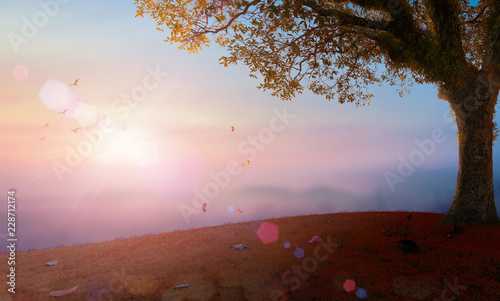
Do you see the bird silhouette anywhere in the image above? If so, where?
[69,78,80,87]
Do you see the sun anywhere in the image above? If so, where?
[99,126,158,166]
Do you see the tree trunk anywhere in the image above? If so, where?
[441,71,499,224]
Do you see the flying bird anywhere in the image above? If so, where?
[69,78,80,87]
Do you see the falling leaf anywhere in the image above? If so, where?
[49,285,78,297]
[69,79,80,87]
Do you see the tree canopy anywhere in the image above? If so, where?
[136,0,500,224]
[136,0,500,105]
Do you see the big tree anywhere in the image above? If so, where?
[135,0,500,224]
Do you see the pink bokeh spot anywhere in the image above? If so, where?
[343,279,356,293]
[38,79,85,119]
[257,222,279,245]
[131,140,158,165]
[12,64,30,82]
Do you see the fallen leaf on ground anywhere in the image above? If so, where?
[49,285,78,297]
[231,244,249,250]
[309,235,321,244]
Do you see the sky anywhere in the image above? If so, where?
[0,0,500,252]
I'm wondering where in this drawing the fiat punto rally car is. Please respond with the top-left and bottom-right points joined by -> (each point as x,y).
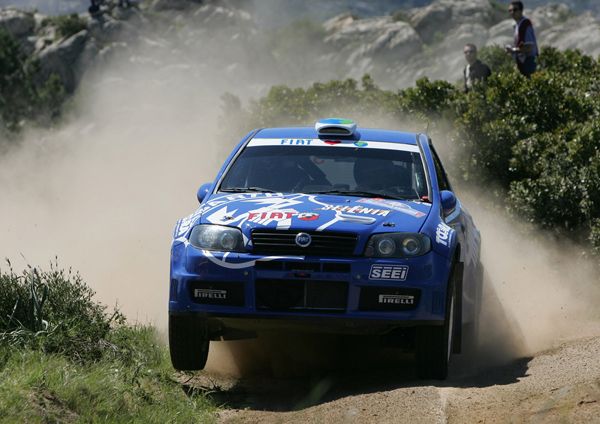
169,119 -> 481,379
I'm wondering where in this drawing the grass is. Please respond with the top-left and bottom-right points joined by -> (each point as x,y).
0,327 -> 215,423
0,265 -> 216,423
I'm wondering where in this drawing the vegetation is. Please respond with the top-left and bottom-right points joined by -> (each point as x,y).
0,263 -> 214,423
226,47 -> 600,253
0,28 -> 66,133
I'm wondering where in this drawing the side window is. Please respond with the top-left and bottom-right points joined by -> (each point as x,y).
429,145 -> 452,190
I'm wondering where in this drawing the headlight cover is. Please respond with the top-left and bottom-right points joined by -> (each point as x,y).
365,233 -> 431,258
189,224 -> 244,252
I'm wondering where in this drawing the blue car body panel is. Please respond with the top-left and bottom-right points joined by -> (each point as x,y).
169,128 -> 481,339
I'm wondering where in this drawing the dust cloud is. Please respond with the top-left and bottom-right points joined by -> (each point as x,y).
463,188 -> 600,360
0,6 -> 600,374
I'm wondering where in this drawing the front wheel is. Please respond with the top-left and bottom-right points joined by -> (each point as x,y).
415,266 -> 458,380
169,315 -> 210,371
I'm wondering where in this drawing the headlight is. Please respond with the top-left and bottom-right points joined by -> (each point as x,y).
365,233 -> 431,258
190,225 -> 244,252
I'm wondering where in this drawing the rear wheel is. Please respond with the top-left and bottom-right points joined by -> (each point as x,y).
415,269 -> 460,380
169,315 -> 210,371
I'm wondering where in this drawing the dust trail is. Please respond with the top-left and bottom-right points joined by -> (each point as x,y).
463,188 -> 600,362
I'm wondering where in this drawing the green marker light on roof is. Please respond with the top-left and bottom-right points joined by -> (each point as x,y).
315,118 -> 356,136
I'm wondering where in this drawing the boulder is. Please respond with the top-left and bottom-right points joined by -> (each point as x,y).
38,30 -> 88,93
538,13 -> 600,57
410,0 -> 499,43
150,0 -> 202,12
0,9 -> 35,38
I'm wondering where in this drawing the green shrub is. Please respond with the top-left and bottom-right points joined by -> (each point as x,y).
0,29 -> 65,133
0,263 -> 124,361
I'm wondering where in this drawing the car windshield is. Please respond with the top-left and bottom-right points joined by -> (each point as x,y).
219,144 -> 427,199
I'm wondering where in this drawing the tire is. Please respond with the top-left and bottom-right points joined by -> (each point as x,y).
415,267 -> 460,380
169,315 -> 210,371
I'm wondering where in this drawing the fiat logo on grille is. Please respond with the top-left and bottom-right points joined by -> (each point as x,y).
296,233 -> 312,247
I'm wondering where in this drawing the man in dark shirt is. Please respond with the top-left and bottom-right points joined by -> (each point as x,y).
506,1 -> 538,78
463,43 -> 492,92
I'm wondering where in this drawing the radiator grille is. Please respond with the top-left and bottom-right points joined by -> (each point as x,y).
255,279 -> 348,312
252,230 -> 358,256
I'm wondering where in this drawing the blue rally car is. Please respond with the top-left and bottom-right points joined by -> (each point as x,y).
169,119 -> 482,379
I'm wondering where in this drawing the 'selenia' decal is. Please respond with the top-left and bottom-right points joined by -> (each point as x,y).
247,138 -> 419,153
435,222 -> 453,246
321,205 -> 390,216
357,198 -> 426,218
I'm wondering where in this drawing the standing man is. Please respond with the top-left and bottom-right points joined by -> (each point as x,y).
463,43 -> 492,93
506,1 -> 538,78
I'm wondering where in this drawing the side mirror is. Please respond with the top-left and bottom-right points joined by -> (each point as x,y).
440,190 -> 456,216
196,183 -> 212,203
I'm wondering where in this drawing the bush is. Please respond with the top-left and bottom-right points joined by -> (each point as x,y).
0,29 -> 65,132
0,262 -> 124,361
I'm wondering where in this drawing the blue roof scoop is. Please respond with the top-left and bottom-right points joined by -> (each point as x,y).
315,118 -> 356,136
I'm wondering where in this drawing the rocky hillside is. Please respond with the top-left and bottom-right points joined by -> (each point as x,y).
0,0 -> 600,94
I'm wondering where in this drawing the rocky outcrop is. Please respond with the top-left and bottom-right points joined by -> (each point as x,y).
324,15 -> 423,77
0,0 -> 600,96
39,30 -> 88,93
0,9 -> 35,38
324,0 -> 600,87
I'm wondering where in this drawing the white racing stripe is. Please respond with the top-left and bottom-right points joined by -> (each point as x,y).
248,138 -> 419,153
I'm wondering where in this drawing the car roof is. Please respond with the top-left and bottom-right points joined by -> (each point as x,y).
253,127 -> 417,145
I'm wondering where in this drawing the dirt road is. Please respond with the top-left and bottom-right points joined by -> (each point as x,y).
189,337 -> 600,424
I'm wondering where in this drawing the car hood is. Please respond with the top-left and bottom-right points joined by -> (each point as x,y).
195,193 -> 431,236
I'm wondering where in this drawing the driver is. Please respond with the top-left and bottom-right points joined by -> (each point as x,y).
354,158 -> 410,191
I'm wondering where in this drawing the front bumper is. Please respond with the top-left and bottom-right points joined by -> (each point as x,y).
169,242 -> 451,338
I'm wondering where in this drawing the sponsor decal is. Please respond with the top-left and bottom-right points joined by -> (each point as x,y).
435,222 -> 452,246
247,138 -> 419,153
194,289 -> 227,300
357,197 -> 426,218
297,212 -> 319,221
369,265 -> 408,281
296,233 -> 312,247
377,294 -> 415,305
321,204 -> 390,216
248,210 -> 319,222
280,138 -> 312,146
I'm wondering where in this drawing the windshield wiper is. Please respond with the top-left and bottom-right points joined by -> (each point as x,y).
219,187 -> 276,193
310,190 -> 413,200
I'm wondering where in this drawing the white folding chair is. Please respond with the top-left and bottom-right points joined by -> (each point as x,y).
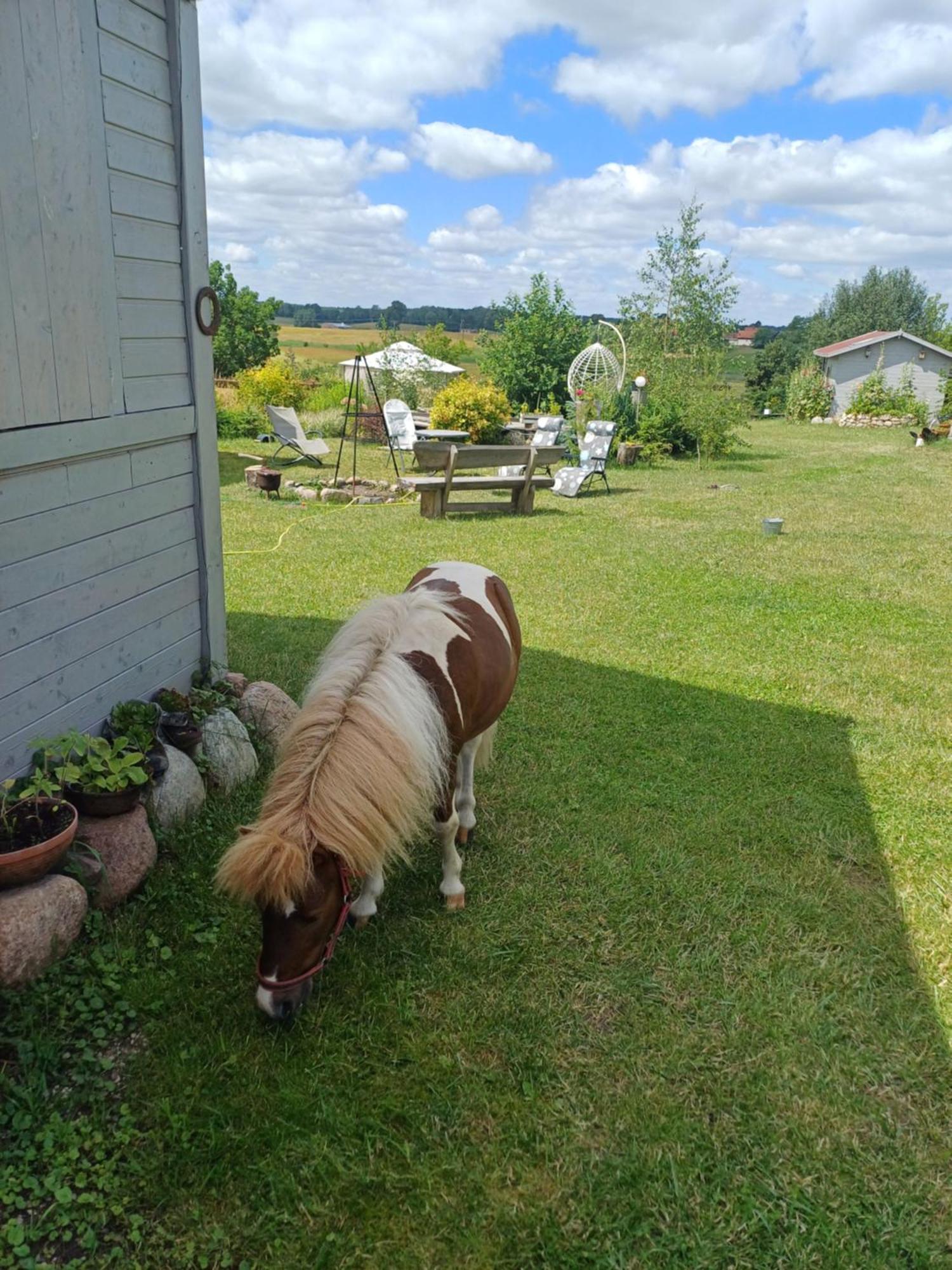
265,405 -> 330,466
383,398 -> 416,471
552,419 -> 616,498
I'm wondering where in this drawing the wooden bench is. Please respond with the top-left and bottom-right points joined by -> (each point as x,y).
404,441 -> 565,519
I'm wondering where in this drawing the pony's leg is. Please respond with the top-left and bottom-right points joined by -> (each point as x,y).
350,869 -> 383,931
456,737 -> 482,846
433,773 -> 466,908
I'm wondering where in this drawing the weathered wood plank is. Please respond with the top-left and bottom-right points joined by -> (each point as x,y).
105,124 -> 176,185
0,634 -> 202,779
0,464 -> 70,532
0,406 -> 195,472
109,171 -> 179,225
20,0 -> 95,419
132,437 -> 195,485
0,541 -> 198,654
0,605 -> 202,732
168,0 -> 226,663
123,375 -> 192,414
0,183 -> 24,429
0,0 -> 60,424
119,300 -> 185,339
103,80 -> 175,145
0,476 -> 194,565
0,507 -> 195,610
66,451 -> 132,503
116,259 -> 183,302
113,216 -> 182,263
74,0 -> 123,418
122,339 -> 188,380
99,30 -> 171,102
96,0 -> 169,57
0,570 -> 199,692
136,0 -> 165,18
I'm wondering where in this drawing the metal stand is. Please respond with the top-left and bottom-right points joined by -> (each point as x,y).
334,353 -> 400,490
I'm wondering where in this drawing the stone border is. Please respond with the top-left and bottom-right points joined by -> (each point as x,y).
0,672 -> 300,988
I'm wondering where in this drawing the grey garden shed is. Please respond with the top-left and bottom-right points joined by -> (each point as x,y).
0,0 -> 225,777
814,330 -> 952,419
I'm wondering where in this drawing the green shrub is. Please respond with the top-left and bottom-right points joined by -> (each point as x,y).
215,405 -> 265,441
849,356 -> 929,428
237,358 -> 307,409
787,362 -> 833,423
430,375 -> 512,446
301,380 -> 347,414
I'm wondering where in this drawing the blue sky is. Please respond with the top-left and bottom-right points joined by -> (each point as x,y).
199,0 -> 952,321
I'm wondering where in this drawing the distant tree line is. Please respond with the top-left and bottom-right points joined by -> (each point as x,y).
278,300 -> 496,333
745,265 -> 952,413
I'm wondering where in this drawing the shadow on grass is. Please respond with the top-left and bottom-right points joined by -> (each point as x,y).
192,613 -> 952,1267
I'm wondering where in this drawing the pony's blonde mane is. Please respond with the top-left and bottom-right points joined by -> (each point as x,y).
218,589 -> 459,907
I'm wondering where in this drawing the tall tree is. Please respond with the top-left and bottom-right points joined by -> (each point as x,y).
208,260 -> 281,376
810,265 -> 948,347
618,199 -> 737,371
479,273 -> 585,410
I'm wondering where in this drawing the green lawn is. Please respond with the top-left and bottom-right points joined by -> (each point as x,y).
0,422 -> 952,1270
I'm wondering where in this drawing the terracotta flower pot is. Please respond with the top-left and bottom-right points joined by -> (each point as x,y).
0,798 -> 79,890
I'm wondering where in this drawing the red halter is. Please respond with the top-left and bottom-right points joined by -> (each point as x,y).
258,856 -> 358,992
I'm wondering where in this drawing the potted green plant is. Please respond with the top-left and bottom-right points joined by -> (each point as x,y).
103,700 -> 169,779
152,688 -> 202,754
0,766 -> 79,890
38,730 -> 149,817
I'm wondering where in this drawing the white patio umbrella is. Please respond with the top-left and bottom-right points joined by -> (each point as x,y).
338,339 -> 463,376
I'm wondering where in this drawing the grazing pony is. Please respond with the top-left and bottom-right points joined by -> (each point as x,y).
218,563 -> 522,1019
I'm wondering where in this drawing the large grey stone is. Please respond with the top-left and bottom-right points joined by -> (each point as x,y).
0,874 -> 89,988
237,679 -> 301,745
146,745 -> 204,831
202,711 -> 258,794
76,808 -> 157,908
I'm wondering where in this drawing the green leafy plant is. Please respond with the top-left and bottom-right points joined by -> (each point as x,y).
430,375 -> 512,446
36,730 -> 149,794
208,260 -> 281,377
237,357 -> 307,410
215,405 -> 265,441
849,353 -> 929,428
787,362 -> 833,423
155,688 -> 192,718
109,701 -> 160,752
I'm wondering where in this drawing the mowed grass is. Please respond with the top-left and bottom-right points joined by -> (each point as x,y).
278,323 -> 485,372
1,422 -> 952,1270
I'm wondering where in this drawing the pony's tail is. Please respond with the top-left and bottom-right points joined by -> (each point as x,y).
215,824 -> 314,908
473,720 -> 499,767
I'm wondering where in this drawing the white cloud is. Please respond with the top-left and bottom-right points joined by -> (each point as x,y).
222,243 -> 258,264
199,0 -> 952,131
410,123 -> 552,180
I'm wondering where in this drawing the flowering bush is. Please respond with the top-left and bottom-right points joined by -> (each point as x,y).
237,358 -> 307,409
787,362 -> 833,423
430,375 -> 512,446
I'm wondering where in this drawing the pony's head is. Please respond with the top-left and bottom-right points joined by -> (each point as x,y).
218,826 -> 350,1020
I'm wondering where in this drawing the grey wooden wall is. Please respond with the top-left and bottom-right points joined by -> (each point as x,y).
826,335 -> 952,419
0,0 -> 223,777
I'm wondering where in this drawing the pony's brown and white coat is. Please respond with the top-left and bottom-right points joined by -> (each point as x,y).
218,563 -> 520,909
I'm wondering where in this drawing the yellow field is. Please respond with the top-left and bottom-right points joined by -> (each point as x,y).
278,323 -> 485,373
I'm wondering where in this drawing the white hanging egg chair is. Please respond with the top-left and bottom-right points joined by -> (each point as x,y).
566,320 -> 627,396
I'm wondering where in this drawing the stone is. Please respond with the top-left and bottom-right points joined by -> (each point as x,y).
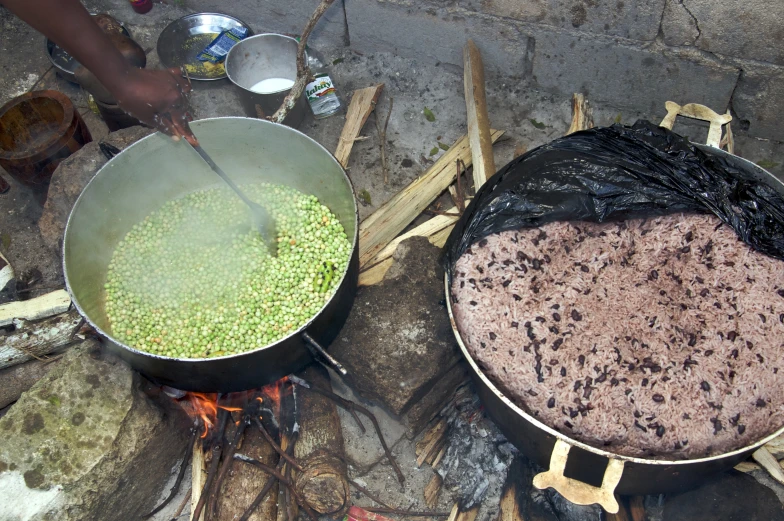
================
- EXERCISE GOAL
Please copy the data above word for word, from its beginning up to and including the line containing "[441,71,499,224]". Leave the pictures out of your copy.

- WORKED SOLUTION
Do you see the bird silhouette anywhere in the image above? If so, where?
[69,78,80,87]
Do you see the sun anywhere in the image above? If so, where?
[99,126,158,166]
Do you see the tree trunk anywhere in the image above? If so, where?
[441,71,499,224]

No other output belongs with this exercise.